Segment Start: Supplied data

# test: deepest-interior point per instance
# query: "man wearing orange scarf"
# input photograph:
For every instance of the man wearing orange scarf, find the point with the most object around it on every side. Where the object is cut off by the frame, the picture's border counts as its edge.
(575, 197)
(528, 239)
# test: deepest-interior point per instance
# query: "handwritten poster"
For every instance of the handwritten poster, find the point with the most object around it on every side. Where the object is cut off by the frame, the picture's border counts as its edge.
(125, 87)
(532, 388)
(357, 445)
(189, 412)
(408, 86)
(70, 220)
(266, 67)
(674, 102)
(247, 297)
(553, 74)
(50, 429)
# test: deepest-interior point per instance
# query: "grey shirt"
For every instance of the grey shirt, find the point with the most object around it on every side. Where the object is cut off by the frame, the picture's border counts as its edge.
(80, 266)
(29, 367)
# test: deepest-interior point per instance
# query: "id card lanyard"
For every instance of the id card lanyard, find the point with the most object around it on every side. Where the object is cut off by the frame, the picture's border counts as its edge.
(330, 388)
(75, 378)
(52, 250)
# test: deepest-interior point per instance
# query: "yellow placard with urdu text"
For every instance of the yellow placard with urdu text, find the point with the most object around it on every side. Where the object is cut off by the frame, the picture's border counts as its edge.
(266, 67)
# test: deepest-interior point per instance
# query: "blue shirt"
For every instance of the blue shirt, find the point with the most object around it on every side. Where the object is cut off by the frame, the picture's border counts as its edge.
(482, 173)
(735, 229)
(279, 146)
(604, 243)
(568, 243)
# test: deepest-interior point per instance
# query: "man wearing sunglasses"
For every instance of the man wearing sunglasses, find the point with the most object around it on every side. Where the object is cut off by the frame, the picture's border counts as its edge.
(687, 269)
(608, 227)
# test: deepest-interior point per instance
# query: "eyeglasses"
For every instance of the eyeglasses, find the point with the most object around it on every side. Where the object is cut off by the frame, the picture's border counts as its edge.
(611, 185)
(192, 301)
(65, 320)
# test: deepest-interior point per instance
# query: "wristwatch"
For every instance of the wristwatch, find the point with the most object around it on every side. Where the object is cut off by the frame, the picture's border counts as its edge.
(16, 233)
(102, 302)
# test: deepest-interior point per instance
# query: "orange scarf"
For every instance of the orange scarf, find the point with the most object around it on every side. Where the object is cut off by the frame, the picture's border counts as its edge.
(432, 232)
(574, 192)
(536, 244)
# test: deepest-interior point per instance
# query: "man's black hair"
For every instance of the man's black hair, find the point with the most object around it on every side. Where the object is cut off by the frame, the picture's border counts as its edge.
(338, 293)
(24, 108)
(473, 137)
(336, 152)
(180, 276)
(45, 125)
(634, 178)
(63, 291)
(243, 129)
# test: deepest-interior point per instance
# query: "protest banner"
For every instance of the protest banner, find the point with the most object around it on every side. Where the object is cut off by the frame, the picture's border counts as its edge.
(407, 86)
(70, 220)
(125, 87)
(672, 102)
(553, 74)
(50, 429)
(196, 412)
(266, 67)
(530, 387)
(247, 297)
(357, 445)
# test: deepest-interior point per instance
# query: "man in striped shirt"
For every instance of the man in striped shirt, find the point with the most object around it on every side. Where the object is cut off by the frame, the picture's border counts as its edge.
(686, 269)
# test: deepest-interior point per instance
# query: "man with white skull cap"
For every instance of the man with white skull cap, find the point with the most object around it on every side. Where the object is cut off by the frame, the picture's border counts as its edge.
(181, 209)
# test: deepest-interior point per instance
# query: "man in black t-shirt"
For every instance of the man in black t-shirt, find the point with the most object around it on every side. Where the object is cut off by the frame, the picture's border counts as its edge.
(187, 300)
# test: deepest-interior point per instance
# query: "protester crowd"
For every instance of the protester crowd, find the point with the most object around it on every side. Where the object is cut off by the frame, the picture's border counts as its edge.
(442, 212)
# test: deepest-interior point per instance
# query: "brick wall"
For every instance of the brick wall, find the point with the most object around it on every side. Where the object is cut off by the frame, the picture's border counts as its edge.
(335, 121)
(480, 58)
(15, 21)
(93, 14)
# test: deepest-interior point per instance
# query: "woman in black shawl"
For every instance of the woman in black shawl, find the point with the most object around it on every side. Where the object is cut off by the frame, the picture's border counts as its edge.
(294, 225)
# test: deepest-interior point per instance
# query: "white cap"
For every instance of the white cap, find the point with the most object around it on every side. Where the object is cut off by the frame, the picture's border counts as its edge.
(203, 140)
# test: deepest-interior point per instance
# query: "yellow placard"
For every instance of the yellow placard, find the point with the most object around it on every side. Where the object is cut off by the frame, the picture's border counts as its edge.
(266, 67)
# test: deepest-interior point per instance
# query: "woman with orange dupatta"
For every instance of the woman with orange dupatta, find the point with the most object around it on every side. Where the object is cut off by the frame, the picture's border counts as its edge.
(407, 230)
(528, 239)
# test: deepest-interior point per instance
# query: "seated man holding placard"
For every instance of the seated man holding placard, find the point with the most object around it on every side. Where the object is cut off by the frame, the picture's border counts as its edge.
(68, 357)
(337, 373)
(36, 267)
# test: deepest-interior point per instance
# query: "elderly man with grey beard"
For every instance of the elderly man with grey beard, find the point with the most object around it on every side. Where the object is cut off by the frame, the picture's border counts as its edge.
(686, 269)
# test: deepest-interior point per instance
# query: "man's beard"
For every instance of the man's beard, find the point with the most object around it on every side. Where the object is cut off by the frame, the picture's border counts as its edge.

Segment End: Supplied data

= How to complete this task =
Reproduce all the entries verbatim, leaving nothing out.

= Reply to the exercise =
# test: deepest-interior point per instance
# query: "man wearing orange scarf"
# input photograph:
For every instance of the man wearing orange scarf, find the point with the most object around it on every side. Where the object is cut off by the frame, the picture's border counts as its edge.
(575, 197)
(528, 239)
# test: deepest-interior point per instance
# query: "handwritten poster"
For every instance of the handwritten poster, find the point with the most object around it on every side. Where the object is cut off by the frame, the picture's border counts as its edge.
(125, 87)
(532, 388)
(357, 445)
(189, 412)
(408, 86)
(70, 220)
(266, 67)
(674, 102)
(247, 297)
(553, 74)
(50, 429)
# test: deepest-interior point per instance
# query: "grey shirt"
For every instance of the grey shirt, find the point with the most object around it on every side. Where the object is cut off by the frame, the picture's border counts as its edge.
(80, 266)
(29, 367)
# test: deepest-interior point per instance
# query: "id card lanyard"
For every instance of the id card lanyard, find the point with the most object around it on every side. Where the object is cut off by the frame, the picture's border counts as its edge.
(330, 388)
(75, 378)
(52, 250)
# test: deepest-interior point per instance
# query: "yellow placard with urdu text"
For every instance of the yellow placard with urdu text, find the point with the most object around it on every side. Where the object is cut off by the frame, the picture's border counts as its edge.
(266, 67)
# test: deepest-interior point per instance
# query: "blue shirt"
For every instance of the blue shirt, find the point with the most object around it on every side. Where the object is cut off by the frame, the picture's border counts as its edge.
(482, 173)
(735, 229)
(279, 146)
(604, 243)
(568, 243)
# test: deepest-interior point per instance
# query: "man wearing sunglasses"
For every instance of the man wearing sunglasses, find the point with the most object around it on every side. Where the object is cut off by the frame, the picture's border counts as its edge.
(687, 269)
(608, 227)
# test: deepest-interior point per instance
# query: "eyeglasses"
For every instance of the eyeglasses, find the point with the most object around it on every side. Where the object is cut off by the frame, the picture's border counts as its edge.
(611, 185)
(192, 301)
(65, 320)
# test: deepest-interior point per instance
# query: "wristwatch"
For every instance of the wristwatch, find the point with the most object around it on every side. Where the object is cut off by the frame, the picture's border counts as its edge.
(16, 233)
(102, 302)
# test: deepest-interior point per instance
# query: "orange scarf"
For every instance of the orange scarf, find the point with the most object around it on every side. Where the object is cut off by the frame, the picture's border counts as its edge.
(432, 232)
(574, 192)
(536, 244)
# test: deepest-interior point per instance
# query: "man's black hair"
For every instance of the man's black hair, find the point with the most object around it on every side. Where the object is cut off by the frame, the picture's border counts as its edge.
(338, 293)
(24, 108)
(473, 137)
(336, 152)
(180, 276)
(45, 125)
(634, 178)
(63, 291)
(243, 129)
# test: deepest-interior point per instance
# query: "protest banner"
For every instance of the protest banner, find the point with the most object around it on every side. Where the object is cut off by the frame, the picture's border counts as its edge.
(407, 86)
(70, 220)
(125, 87)
(672, 102)
(553, 74)
(50, 429)
(196, 412)
(266, 67)
(530, 387)
(247, 297)
(357, 445)
# test: deepest-interior point per instance
# query: "man in striped shirt"
For every instance of the man in striped shirt, find the point with the most object around it on every side. Where the object is cut off by the frame, the picture's border counts as its edge.
(686, 269)
# test: deepest-interior point per instance
# query: "man with white skull cap"
For every instance of the man with white skull cap, find the point with the most object around it on every side. Where the object is cut off by the frame, the picture's border counts as its edge.
(181, 209)
# test: deepest-interior point per instance
# query: "man in black t-shirt"
For every instance of the man in black t-shirt, find the point with the most object around it on every side. Where the object is cut off by the frame, the picture's border counts as its edge.
(187, 300)
# test: deepest-interior point per instance
# query: "protester crowd"
For every instance of the protester crowd, find the point with the most object around it on every side. Where the object is cut off by the frame, the picture's border counts as its edge.
(442, 212)
# test: deepest-interior point per instance
# query: "brick wall"
For every instance of the brick wall, find the point with the most object around it on every side. Where the object is cut off by the frame, the picture's border counts as its edge.
(335, 121)
(480, 58)
(15, 21)
(93, 14)
# test: deepest-interior point per instance
# query: "woman in black shawl"
For every instance of the woman in black shawl, find the point with the most object around it on every side. Where the object is cut off by the frame, the picture's border counts as its edge.
(294, 225)
# test: deepest-interior point per instance
# query: "white cap"
For every instance of the white cap, find the point with the most object around it on every side. Where the object is cut off by the frame, the picture's border counts as its edge.
(203, 140)
# test: deepest-interior point per instance
# query: "yellow placard"
For every instance of the yellow placard, find the point with the most object around it on every side. Where the object is cut off by the frame, the picture's border counts as its edge.
(266, 67)
# test: deepest-interior point per instance
# query: "woman with orange dupatta"
For every instance of the woman with orange dupatta, find the point with the most object around it on every side. Where the object is cut off by the frame, the picture's border counts as its edge.
(407, 230)
(528, 239)
# test: deepest-interior point per instance
# query: "seated man holding placard"
For every instance of the seated man holding placard, find the point with the most object around it on every side. Where the object is cut off by the frame, the picture's border counts as its edge.
(68, 357)
(337, 373)
(36, 267)
# test: deepest-interior point per instance
# query: "elderly man with grey beard"
For every instance of the elderly man with grey beard, find the point with the most object around it on every side. Where the object is cut off by the frame, the picture's border counts as its edge.
(686, 269)
# test: deepest-interior point per instance
# query: "man's beard"
For every instance of the man's beard, find the point with the most object around it on every side. Where the object is cut off by the frame, the picture's border counts as its edge.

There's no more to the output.